Description of the task ▸ Please pull out the records from the line that contains "Above you see an image. Please scan it for carved" up to and including the line that contains "[237,24,244,53]", reproducing each line word for word. Leave the pictures out of your answer.
================================
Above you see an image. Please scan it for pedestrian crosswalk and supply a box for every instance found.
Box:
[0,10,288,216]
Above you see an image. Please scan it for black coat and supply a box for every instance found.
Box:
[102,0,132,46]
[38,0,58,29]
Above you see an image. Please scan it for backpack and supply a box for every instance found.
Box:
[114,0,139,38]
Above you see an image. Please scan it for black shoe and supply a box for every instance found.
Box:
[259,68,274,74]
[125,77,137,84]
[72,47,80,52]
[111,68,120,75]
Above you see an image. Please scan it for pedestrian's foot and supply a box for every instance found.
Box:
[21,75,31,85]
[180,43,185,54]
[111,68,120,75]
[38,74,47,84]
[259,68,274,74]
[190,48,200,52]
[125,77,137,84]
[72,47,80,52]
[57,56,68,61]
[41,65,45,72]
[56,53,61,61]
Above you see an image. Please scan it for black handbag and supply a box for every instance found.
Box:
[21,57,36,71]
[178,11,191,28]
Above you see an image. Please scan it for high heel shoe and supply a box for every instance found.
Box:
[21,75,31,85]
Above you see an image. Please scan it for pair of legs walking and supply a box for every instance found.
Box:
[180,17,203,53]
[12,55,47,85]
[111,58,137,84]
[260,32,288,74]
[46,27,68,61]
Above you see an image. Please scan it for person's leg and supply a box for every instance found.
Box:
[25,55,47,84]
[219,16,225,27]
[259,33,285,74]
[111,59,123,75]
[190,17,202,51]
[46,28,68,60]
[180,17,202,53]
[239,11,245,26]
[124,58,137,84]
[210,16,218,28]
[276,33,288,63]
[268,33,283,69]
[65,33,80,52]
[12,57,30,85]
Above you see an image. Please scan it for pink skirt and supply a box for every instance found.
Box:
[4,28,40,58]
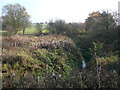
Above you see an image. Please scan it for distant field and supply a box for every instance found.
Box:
[18,28,37,34]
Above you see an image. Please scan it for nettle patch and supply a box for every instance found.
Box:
[2,35,81,87]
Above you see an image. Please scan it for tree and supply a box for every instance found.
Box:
[48,19,66,34]
[85,11,116,30]
[2,4,30,34]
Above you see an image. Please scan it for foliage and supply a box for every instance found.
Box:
[2,4,30,34]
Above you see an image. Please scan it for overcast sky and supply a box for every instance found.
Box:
[0,0,120,23]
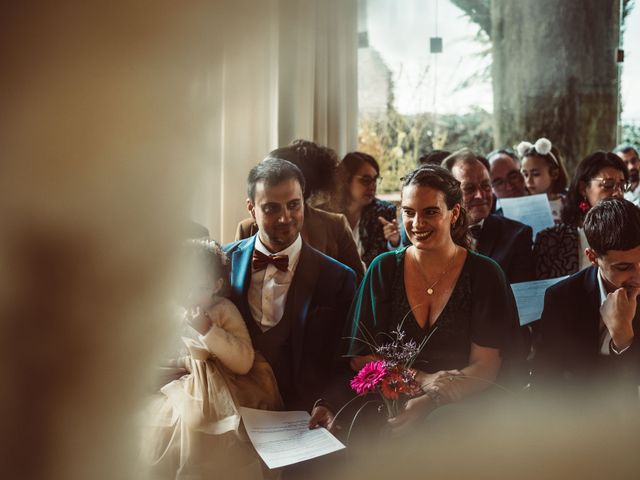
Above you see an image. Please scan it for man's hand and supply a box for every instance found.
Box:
[309,405,335,430]
[600,287,640,350]
[378,217,400,247]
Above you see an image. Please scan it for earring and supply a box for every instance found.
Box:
[578,198,591,213]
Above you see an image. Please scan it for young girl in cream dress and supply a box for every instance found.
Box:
[143,240,282,479]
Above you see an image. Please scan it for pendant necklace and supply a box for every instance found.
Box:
[411,247,458,295]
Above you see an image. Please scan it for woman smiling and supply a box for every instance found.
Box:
[348,165,518,436]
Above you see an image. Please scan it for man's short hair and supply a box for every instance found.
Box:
[418,150,451,166]
[613,143,638,157]
[441,148,489,171]
[487,148,520,165]
[247,157,304,202]
[584,198,640,255]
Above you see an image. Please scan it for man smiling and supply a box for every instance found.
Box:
[536,198,640,392]
[442,149,533,283]
[224,157,355,416]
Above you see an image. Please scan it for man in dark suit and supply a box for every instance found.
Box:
[224,157,355,424]
[534,198,640,396]
[235,140,365,282]
[443,149,534,283]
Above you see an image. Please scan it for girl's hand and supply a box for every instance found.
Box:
[187,307,211,335]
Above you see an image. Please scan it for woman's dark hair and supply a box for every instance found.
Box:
[269,140,338,200]
[330,152,380,213]
[402,164,470,248]
[560,151,629,227]
[520,145,568,193]
[584,198,640,255]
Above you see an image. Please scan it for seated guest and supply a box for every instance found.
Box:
[516,138,567,223]
[443,149,533,283]
[535,198,640,396]
[340,165,518,429]
[487,149,529,199]
[533,152,629,279]
[236,140,364,281]
[613,143,640,205]
[319,152,400,265]
[224,157,355,410]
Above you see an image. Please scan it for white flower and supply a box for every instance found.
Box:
[534,137,551,155]
[516,142,533,158]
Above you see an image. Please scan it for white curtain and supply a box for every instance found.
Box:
[192,0,357,243]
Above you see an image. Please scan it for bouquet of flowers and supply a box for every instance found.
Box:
[351,325,435,418]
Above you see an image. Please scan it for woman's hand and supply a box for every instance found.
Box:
[416,370,464,403]
[378,217,400,247]
[309,405,335,431]
[187,307,212,335]
[387,395,437,435]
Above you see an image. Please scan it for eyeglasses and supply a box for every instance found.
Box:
[353,175,382,187]
[460,182,491,195]
[491,170,524,190]
[591,177,631,192]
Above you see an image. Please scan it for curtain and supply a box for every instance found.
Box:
[192,0,357,243]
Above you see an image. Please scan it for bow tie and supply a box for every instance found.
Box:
[469,225,482,240]
[251,250,289,272]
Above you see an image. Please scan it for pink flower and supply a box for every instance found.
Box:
[351,360,387,395]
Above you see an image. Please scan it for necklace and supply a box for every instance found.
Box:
[411,247,458,295]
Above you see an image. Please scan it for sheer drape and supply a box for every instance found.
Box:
[193,0,357,242]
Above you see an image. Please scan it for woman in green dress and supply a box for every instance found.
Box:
[348,165,519,436]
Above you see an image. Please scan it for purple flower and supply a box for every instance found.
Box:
[351,360,387,395]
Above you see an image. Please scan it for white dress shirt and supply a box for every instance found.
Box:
[469,218,484,252]
[247,234,302,332]
[598,269,629,355]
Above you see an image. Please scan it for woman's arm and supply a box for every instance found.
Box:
[422,343,502,404]
[389,343,501,434]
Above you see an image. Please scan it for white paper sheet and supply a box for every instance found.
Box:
[500,193,554,240]
[511,275,568,325]
[240,407,345,468]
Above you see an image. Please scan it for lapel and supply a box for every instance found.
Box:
[476,215,500,263]
[580,266,600,351]
[231,235,256,319]
[287,242,320,374]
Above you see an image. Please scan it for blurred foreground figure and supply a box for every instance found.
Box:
[0,0,224,480]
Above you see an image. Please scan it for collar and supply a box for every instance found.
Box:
[598,268,607,306]
[254,234,302,272]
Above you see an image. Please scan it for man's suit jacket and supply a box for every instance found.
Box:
[235,205,364,282]
[224,236,356,409]
[533,267,640,394]
[476,215,534,283]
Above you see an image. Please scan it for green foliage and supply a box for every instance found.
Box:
[358,108,493,193]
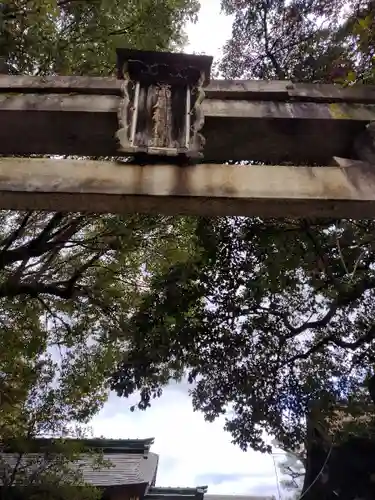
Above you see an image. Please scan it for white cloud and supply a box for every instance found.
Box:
[91,5,277,496]
[185,0,232,58]
[91,386,277,495]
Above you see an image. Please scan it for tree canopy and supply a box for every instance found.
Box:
[0,0,199,76]
[112,0,375,451]
[0,0,199,492]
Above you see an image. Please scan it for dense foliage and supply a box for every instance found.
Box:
[0,0,199,499]
[0,0,199,75]
[112,0,375,450]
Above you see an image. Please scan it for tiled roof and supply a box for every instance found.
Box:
[145,486,207,500]
[4,438,154,455]
[79,453,159,486]
[0,440,159,486]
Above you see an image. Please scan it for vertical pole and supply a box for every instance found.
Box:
[185,85,191,149]
[130,82,140,146]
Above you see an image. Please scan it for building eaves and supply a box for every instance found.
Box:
[145,486,207,500]
[3,438,154,456]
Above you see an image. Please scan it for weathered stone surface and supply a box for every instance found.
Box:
[0,89,375,160]
[0,158,375,218]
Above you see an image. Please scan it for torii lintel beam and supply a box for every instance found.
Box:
[0,75,375,165]
[0,158,375,219]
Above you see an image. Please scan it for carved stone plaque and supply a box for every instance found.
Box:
[117,49,212,158]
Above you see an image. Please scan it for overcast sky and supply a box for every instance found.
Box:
[92,0,284,497]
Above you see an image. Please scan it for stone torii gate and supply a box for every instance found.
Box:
[0,49,375,218]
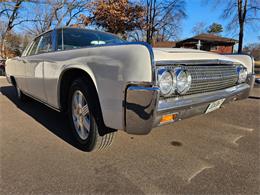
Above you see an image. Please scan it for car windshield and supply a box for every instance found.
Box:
[58,29,126,50]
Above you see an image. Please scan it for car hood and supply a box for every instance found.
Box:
[153,48,242,64]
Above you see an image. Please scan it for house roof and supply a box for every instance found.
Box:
[153,41,176,48]
[178,34,238,44]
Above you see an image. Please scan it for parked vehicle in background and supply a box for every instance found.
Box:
[0,57,5,76]
[6,28,254,151]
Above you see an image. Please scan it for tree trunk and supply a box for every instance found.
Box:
[237,24,244,53]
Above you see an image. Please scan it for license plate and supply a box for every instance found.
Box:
[205,99,225,114]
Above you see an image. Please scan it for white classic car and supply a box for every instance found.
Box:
[6,28,254,151]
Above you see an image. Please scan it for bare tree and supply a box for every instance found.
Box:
[145,0,186,43]
[191,22,207,35]
[0,0,26,57]
[209,0,260,53]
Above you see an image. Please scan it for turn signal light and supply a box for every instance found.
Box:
[160,114,177,123]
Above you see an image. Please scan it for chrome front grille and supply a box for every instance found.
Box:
[160,65,238,97]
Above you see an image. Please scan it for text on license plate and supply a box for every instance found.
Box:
[205,98,225,114]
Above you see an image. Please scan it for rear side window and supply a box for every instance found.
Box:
[57,28,125,50]
[28,37,41,56]
[37,32,52,54]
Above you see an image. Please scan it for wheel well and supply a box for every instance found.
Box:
[59,69,115,136]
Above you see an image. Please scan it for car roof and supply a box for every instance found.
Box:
[33,26,117,40]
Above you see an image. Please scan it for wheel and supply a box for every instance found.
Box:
[68,79,114,151]
[15,85,27,101]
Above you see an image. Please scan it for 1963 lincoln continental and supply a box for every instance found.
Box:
[6,28,254,151]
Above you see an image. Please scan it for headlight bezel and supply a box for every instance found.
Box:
[237,66,248,84]
[158,68,174,97]
[157,66,192,97]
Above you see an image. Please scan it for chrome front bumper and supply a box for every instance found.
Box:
[124,75,255,134]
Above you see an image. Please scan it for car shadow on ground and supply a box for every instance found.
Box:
[1,86,81,150]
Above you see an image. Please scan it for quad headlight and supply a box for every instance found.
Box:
[158,67,191,96]
[158,69,175,96]
[175,68,191,94]
[237,66,247,83]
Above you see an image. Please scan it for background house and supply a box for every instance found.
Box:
[176,34,238,53]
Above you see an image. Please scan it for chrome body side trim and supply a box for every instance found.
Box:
[156,59,238,66]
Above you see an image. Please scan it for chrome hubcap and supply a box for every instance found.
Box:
[72,90,90,140]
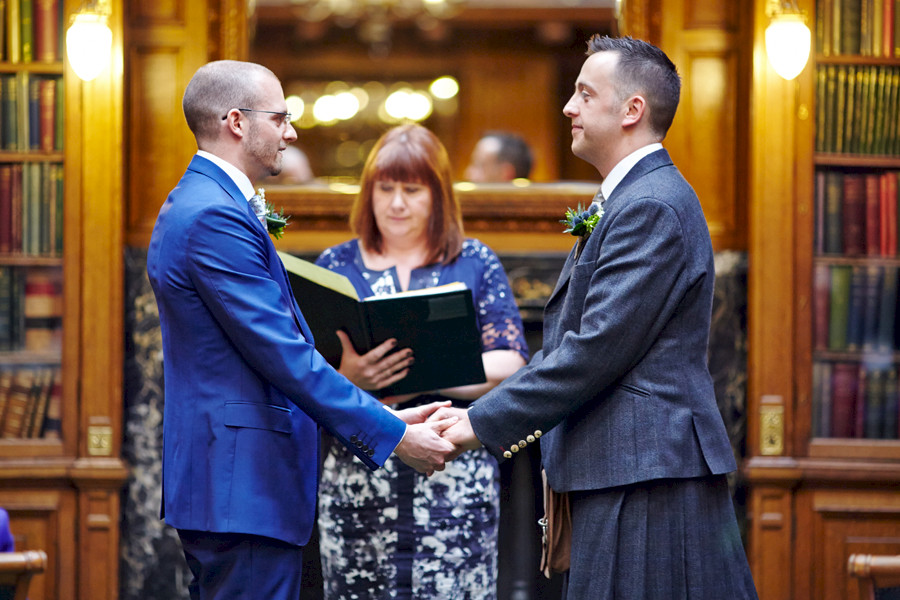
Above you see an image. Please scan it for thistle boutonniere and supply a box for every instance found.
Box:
================================
The response ▸
Above you see an image. Please scan it for carved stone plaque and supply a box for every instance found.
Box:
[117,49,212,158]
Above you see an image. Please scan it for overcast sky and supply a box for every instance found.
Box:
[92,0,284,497]
Above you see an image. Please scan it for stone torii gate and supply a box for every instance found.
Box:
[0,49,375,218]
Above you see an image. Please scan it for car windshield and supply a box for every instance found.
Box:
[58,29,126,50]
Above you see an image. Please scan it for car hood and supply a box for every instance found.
Box:
[153,48,242,64]
Above you see an image. Please scan it for house roof and supply a box for every instance found.
Box:
[153,41,176,48]
[178,34,238,44]
Above you see an image. Please scan it for parked vehicle in background and supply a box for every instance found.
Box:
[0,57,5,76]
[6,28,254,151]
Above you see an image. Please scan it for tree trunk and supply a box for every instance found.
Box:
[237,24,244,53]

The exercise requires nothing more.